§ OBJECTIVE
Each line below should be quoted exactly, please.
════════════════
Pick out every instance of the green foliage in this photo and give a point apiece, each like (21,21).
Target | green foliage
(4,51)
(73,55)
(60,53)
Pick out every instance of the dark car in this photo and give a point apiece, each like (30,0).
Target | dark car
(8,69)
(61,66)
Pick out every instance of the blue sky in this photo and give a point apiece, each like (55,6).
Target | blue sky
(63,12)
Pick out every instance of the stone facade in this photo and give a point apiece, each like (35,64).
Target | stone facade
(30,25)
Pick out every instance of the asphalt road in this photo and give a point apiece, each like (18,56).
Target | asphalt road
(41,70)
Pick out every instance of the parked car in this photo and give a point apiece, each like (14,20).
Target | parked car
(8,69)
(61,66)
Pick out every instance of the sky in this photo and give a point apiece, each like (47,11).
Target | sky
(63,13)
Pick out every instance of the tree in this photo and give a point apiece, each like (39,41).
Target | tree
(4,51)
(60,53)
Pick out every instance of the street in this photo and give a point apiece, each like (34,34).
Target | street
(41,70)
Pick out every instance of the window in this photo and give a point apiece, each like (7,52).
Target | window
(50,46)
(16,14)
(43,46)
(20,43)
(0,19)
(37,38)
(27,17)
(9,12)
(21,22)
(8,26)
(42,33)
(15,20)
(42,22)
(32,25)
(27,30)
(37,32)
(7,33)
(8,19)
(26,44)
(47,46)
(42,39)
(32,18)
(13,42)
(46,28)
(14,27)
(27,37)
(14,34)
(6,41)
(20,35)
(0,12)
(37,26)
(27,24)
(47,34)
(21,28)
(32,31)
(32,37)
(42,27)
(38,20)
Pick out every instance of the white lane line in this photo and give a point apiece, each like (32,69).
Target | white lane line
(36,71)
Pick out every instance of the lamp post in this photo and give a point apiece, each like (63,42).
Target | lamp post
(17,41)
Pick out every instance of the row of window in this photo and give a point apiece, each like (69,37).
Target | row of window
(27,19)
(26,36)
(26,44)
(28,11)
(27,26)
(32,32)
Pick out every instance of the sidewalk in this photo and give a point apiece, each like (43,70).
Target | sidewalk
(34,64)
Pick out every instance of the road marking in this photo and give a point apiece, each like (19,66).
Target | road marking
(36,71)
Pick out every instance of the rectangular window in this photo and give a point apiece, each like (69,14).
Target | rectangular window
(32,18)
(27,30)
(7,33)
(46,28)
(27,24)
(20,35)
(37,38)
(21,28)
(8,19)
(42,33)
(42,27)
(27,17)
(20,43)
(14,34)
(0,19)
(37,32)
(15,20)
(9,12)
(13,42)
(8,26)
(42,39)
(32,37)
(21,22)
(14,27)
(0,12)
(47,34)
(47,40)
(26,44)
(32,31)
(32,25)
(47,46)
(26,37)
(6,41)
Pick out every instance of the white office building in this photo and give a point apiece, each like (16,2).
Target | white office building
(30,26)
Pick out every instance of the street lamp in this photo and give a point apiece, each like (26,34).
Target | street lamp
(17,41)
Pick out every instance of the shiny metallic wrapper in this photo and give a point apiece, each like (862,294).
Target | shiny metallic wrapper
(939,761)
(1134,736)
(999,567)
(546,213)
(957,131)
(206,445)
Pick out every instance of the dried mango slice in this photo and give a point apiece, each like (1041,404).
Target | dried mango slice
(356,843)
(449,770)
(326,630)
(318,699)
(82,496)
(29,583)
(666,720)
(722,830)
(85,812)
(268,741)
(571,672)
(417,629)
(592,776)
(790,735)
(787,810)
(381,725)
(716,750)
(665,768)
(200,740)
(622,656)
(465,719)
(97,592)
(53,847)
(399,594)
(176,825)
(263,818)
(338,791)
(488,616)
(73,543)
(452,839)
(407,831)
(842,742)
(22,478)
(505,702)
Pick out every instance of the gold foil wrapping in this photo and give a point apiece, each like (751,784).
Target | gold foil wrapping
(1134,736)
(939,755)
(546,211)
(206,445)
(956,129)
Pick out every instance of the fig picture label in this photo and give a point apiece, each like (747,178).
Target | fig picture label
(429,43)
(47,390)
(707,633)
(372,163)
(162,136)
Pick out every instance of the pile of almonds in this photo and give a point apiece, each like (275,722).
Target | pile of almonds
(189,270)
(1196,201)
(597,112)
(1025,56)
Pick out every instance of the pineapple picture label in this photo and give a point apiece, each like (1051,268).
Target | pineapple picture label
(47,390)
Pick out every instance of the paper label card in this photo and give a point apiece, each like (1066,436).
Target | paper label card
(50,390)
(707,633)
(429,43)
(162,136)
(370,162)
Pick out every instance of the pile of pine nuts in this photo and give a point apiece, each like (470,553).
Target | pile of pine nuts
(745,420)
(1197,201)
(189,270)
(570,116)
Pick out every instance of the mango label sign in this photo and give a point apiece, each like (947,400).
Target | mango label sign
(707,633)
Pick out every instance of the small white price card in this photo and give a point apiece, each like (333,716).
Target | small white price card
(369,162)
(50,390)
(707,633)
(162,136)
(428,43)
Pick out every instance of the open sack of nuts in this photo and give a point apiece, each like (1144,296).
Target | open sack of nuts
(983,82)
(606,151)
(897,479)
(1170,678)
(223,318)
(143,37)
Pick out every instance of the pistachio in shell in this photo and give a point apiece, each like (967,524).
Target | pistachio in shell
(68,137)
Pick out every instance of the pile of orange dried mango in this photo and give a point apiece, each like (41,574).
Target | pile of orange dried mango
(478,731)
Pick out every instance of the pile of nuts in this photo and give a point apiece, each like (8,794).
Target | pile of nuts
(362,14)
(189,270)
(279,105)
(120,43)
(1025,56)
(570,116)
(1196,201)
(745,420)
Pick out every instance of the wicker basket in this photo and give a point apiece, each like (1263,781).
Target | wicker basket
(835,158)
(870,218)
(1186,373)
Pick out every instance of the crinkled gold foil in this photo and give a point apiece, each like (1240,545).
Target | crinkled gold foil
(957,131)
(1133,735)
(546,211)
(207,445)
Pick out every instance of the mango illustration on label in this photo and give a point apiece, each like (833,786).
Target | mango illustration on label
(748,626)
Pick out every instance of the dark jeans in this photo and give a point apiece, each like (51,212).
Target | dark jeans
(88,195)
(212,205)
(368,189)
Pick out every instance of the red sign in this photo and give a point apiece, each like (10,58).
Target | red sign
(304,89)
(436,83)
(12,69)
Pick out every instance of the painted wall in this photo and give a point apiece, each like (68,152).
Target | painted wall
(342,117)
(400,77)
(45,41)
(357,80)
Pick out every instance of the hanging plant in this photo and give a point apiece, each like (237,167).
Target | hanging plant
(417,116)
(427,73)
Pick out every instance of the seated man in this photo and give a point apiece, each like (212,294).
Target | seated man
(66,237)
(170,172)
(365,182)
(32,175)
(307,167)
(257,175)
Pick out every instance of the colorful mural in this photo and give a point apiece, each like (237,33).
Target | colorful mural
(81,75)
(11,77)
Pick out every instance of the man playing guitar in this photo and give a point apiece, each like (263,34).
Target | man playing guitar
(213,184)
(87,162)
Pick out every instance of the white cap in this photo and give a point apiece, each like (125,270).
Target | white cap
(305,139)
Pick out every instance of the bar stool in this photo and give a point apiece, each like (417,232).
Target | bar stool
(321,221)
════════════════
§ ANSWER TO THIS EXERCISE
Pick out every instance of the green foliage in this photo and give a point apiece, each like (21,21).
Target | green foliage
(4,51)
(73,55)
(60,53)
Pick out every instance of the dark car in this photo and give a point apiece, each like (30,0).
Target | dark car
(8,69)
(61,66)
Pick out every instance of the blue sky in this photo and give a point apiece, each like (55,6).
Target | blue sky
(63,12)
Pick out every instance of the stone facade in this photo and give a point apiece, each like (35,64).
Target | stone facade
(30,25)
Pick out every instance of the asphalt road in this photo and give a point apiece, each like (18,56).
Target | asphalt road
(41,70)
Pick out every instance of the parked car in this photo and give a point apiece, each like (14,20).
Target | parked car
(8,69)
(61,66)
Pick out every instance of the sky in this photo and give a point apiece, each like (47,11).
Target | sky
(63,13)
Pick out every instance of the tree in this photo and give a point apiece, each like (39,41).
Target | tree
(4,51)
(60,53)
Pick out every instance of the street in this photo and give a point apiece, each like (34,34).
Target | street
(41,70)
Pick out every instance of the window in this photo and give a point apiece, each like (7,52).
Target | window
(50,46)
(16,14)
(43,46)
(20,43)
(0,19)
(37,38)
(27,17)
(9,12)
(21,22)
(8,26)
(42,33)
(15,20)
(42,22)
(32,25)
(27,30)
(37,32)
(7,33)
(8,19)
(26,44)
(47,46)
(42,39)
(32,18)
(13,42)
(46,28)
(14,27)
(27,37)
(14,34)
(6,41)
(20,35)
(0,12)
(37,26)
(27,24)
(47,34)
(21,28)
(32,31)
(32,37)
(42,27)
(38,20)
Pick out every instance of the white lane line in this photo and give a point apiece, each like (32,69).
Target | white lane line
(36,71)
Pick out every instance of the lamp post in this photo and give a point apiece, each like (63,42).
Target | lamp post
(17,41)
Pick out every instance of the row of window in this photo and give a point apiece, each like (69,37).
Target | row of window
(27,19)
(26,36)
(26,44)
(28,11)
(27,26)
(32,32)
Pick out every instance of the sidewalk in this photo and give a point apiece, each like (43,70).
Target | sidewalk
(34,64)
Pick out every instance of the road marking in this photo and give a point apiece, each like (19,66).
Target | road marking
(36,71)
Pick out every instance of the rectangular window in this photo and give a point apiece, each like (69,14).
Target | rectangular window
(32,18)
(27,30)
(7,33)
(46,28)
(27,24)
(20,35)
(37,38)
(21,28)
(8,19)
(42,33)
(42,27)
(27,17)
(20,43)
(14,34)
(0,19)
(37,32)
(15,20)
(9,12)
(13,42)
(8,26)
(42,39)
(32,37)
(21,22)
(14,27)
(0,12)
(47,34)
(47,40)
(26,44)
(32,31)
(32,25)
(47,46)
(26,37)
(6,41)
Pick out every instance of the white office building in this photo and give a point apiece, each like (16,2).
Target | white office building
(30,26)
Pick out every instance of the street lamp in this photo and give a point apiece, each like (26,34).
Target | street lamp
(17,41)
Pick out every instance of the shiny metallic wrapper in this photo and give a point apiece, each like (862,294).
Target | shiny metallic wrapper
(939,761)
(1134,736)
(999,567)
(546,213)
(957,131)
(206,445)
Pick out every instance of the dried mango slice in this photo and give a point apiece, each like (1041,404).
Target | dried mango slice
(356,843)
(449,770)
(326,630)
(318,699)
(82,496)
(29,583)
(666,720)
(722,830)
(85,812)
(268,741)
(571,672)
(417,629)
(592,776)
(790,735)
(787,810)
(381,725)
(716,750)
(665,768)
(200,740)
(622,656)
(465,719)
(97,592)
(53,847)
(399,594)
(176,825)
(263,818)
(338,791)
(488,616)
(73,543)
(452,839)
(407,831)
(842,742)
(22,478)
(505,702)
Pick out every instance of the gold foil wrapping in this photo and give a point apiece, each like (751,784).
Target | gold foil wrapping
(1134,736)
(939,755)
(546,211)
(206,445)
(956,129)
Pick out every instance of the fig picture label in this photo and give a point apiece, each like (747,178).
Target | fig picture label
(429,43)
(47,390)
(707,633)
(372,163)
(162,136)
Pick out every instance of the pile of almonds in this photo and give a point apiece, each like (275,722).
Target | pile of almonds
(189,270)
(1196,201)
(597,112)
(1025,56)
Pick out every instance of the pineapple picture label in this photo and give a point apiece, each like (1051,268).
Target | pineapple picture label
(47,390)
Pick out every instance of the paper label card in this photo and give a point apiece, each like (1066,436).
Target | paper label card
(50,390)
(707,633)
(429,43)
(162,136)
(370,162)
Pick out every instance of the pile of pine nuts in this photo and give a point apiece, each like (470,553).
Target | pile of pine nuts
(745,420)
(1197,201)
(189,270)
(570,116)
Pick out every instance of the mango label sign in this photo and give a point apiece, each like (947,400).
Target | mango label sign
(707,633)
Pick out every instance of the small white price card in this photo and give a point apiece, each like (333,716).
Target | small white price card
(369,162)
(50,390)
(707,633)
(162,136)
(428,43)
Pick out every instance of the open sack of nuts in this photo and give a point apiece, each like (1144,296).
Target | open sack of nuts
(983,82)
(606,151)
(897,479)
(1170,678)
(223,318)
(143,37)
Pick out every instance of the pistachio in shell in this photo and give a point apiece, each like (967,524).
Target | pistachio in shell
(68,137)
Pick out every instance of the pile of orange dried mango in this photo and give a point apiece, each like (41,574).
Target | pile of orange dried mango
(478,731)
Pick out every instance of the pile of nuts in this photo and give a point apiece, each like (8,794).
Target | pile of nuts
(362,14)
(189,270)
(279,105)
(120,43)
(1025,56)
(570,116)
(1196,201)
(745,420)
Pick out every instance of the wicker basket in this photo and give a point apiece, each like (1263,781).
Target | wicker basket
(835,158)
(870,218)
(1186,373)
Pick out every instance of the crinkled gold foil in this photo and give a point apiece, each like (1240,545).
Target | crinkled gold foil
(957,131)
(1133,735)
(546,211)
(207,445)
Pick out every instance of the mango illustration on label in this photo and give a point apiece, each like (833,786).
Target | mango illustration on label
(748,626)
Pick out every instance of the dark jeans in this photo and give a point apiece, each like (51,212).
Target | dark jeans
(88,195)
(212,205)
(368,189)
Pick out every instance of the red sign in this photo and give a point apiece, each like (10,58).
Target | red sign
(304,89)
(436,83)
(12,69)
Pick out every instance of the painted wall in this photo and give a point apiece, each like (68,152).
Target | painted wall
(342,117)
(400,77)
(45,41)
(357,80)
Pick out every instance of the hanging plant in this photo and give a point apiece, each like (237,167).
Target | hanging plant
(417,116)
(427,73)
Pick out every instance of the seated man in this photo and give a point apiece, each like (212,294).
Target | seated man
(66,237)
(170,172)
(365,182)
(32,175)
(307,167)
(257,175)
Pick out every instance of the colorful mural in this photo and give a point apiece, each like (237,33).
Target | colorful mural
(81,75)
(11,77)
Pick out every instance of the man playing guitar in this photo and give a point apiece, each like (263,34).
Target | man playing guitar
(213,184)
(87,162)
Pick out every instance of the white cap in this photo and give a point apiece, each like (125,270).
Target | white cap
(305,139)
Pick out every instance of the bar stool in this photo and give a point apiece, each like (417,232).
Target | bar stool
(321,221)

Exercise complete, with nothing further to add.